Instruction A
In the post on migrating Subversion to Git, which command is named as one way to rewrite history in git?
Instruction B
Reproduce word for word the part of the post on migrating Subversion to Git that opens with the words "Ability to Obliterate" and closes with "unnecessarily large repo.".

Document segment
◆ ◆ ◆ ◆ ◆ ◆ ◆

This is a continuation from my last post, Migrating Subversion to Git Part 1.  I'm continuing my list of git features that set it apart from other VCSs.  These are the core reasons why we migrated.  
Ability to Obliterate
Invariably some idiot will accidentally check-in a HUGE avi file of their kids playing t-ball into your subversion trunk.  Once it is there it can't be removed.  You can remove the file but it will always be there in history and can be retrieved if you get that given revision number into your workspace.  That makes for a unnecessarily large repo.  
This can be problematic for other reasons.  Say someone accidentally checks in some prod passwords or an excel file with everyone's salary.  In git you can actually do an "obliterate".  There are multiple ways to rewrite history..."filter-branch" is one way.  I don't want to bore you with details but every commit is "replayable" with git so you can alter history by replaying every commit and altering it via script to suit your needs.  
Maybe your experience is better than mine but it seems like source code repositories never get backed up properly.  I've had to reconstruct 2 TFS repos in my career because no one bothered to back up the underlying SQL Server databases.  Each time we lost all history and had to merge developers' local copies to determine what the current trunk looked like.  Luckily we had all releases' source code as an artifact of our build process so we could still support our customers just fine.  I've also had to recover a svn repository once without a backup.  Not fun.  
git has no backup process (that I'm aware of) because it really isn't needed.  When you do a git clone/fetch/pull you get the full history of the entire repo.  You may think that will be huge but it's actually much smaller than the svn equivalent is.  git is totally distributed remember...meaning you really don't need a replica or a backup.  
Ability to work with multiple repos on same project at once
If you download svn you can set up local repos and commit to those without even having a server.  Same with git.  Or you can "svn checkout" to your local folder and commit back to the server.  But in svn you can't commit locally and remotely at the same time without at least doing a "svn relocate" locally.  Here is where git really shines.  I can do a clone from a public repository (say codeplex) and then make a bunch of local changes.  I can then push them to my company's git server if I want to integrate that code into a company project.  My local repo can then fetch from the public repo as much as it wants and then integrate locally and push back to my company's server.  In git you simply change the "remote".  Very cool.  And this leads to...

◆ ◆ ◆ ◆ ◆ ◆ ◆

Record list
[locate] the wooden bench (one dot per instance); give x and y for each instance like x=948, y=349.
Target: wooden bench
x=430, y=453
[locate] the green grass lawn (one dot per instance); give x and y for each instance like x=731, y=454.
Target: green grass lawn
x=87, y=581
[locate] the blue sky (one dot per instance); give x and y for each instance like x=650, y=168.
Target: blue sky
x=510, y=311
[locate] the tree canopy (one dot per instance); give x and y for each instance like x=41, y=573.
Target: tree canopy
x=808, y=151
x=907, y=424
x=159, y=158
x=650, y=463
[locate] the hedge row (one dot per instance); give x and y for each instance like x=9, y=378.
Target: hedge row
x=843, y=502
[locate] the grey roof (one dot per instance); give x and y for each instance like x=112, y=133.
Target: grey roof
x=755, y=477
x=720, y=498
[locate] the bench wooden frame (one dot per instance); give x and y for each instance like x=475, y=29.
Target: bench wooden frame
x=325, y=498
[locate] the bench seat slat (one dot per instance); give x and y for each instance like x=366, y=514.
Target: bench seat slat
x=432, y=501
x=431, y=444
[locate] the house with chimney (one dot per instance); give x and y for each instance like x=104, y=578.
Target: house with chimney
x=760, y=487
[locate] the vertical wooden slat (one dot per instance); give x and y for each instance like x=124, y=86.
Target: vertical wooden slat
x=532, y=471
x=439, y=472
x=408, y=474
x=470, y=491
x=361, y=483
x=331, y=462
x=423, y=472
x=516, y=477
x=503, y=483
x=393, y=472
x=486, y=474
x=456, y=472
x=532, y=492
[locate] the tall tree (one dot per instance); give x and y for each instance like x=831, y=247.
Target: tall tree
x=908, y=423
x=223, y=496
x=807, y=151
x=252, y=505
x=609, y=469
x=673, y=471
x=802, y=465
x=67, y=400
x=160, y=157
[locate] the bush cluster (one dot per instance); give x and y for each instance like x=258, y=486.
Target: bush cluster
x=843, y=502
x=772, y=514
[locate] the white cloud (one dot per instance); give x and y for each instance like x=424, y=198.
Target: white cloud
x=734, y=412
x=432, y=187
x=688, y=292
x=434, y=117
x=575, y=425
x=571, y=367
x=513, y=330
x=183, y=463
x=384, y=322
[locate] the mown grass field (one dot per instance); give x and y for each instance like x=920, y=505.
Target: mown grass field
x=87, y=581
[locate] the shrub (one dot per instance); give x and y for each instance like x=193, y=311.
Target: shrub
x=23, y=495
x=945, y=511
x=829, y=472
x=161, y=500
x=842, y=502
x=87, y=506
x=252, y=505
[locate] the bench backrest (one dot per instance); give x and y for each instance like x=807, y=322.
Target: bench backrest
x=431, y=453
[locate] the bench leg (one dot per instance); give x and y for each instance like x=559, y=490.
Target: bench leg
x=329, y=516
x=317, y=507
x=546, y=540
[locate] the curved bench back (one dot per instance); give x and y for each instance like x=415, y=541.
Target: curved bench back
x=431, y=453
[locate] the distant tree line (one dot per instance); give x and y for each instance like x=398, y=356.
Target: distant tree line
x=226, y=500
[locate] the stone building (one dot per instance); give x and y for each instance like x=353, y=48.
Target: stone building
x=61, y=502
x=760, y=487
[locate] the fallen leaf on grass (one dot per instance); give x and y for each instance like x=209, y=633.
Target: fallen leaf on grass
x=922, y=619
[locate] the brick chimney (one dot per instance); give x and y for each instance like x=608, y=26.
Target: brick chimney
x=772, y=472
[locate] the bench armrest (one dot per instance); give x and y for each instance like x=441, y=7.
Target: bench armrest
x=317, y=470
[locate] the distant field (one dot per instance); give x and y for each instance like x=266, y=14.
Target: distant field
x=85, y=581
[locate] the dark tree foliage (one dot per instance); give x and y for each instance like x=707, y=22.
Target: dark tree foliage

◆ ◆ ◆ ◆ ◆ ◆ ◆

Correct result A
"filter-branch"

Correct result B
Ability to Obliterate
Invariably some idiot will accidentally check-in a HUGE avi file of their kids playing t-ball into your subversion trunk.  Once it is there it can't be removed.  You can remove the file but it will always be there in history and can be retrieved if you get that given revision number into your workspace.  That makes for a unnecessarily large repo.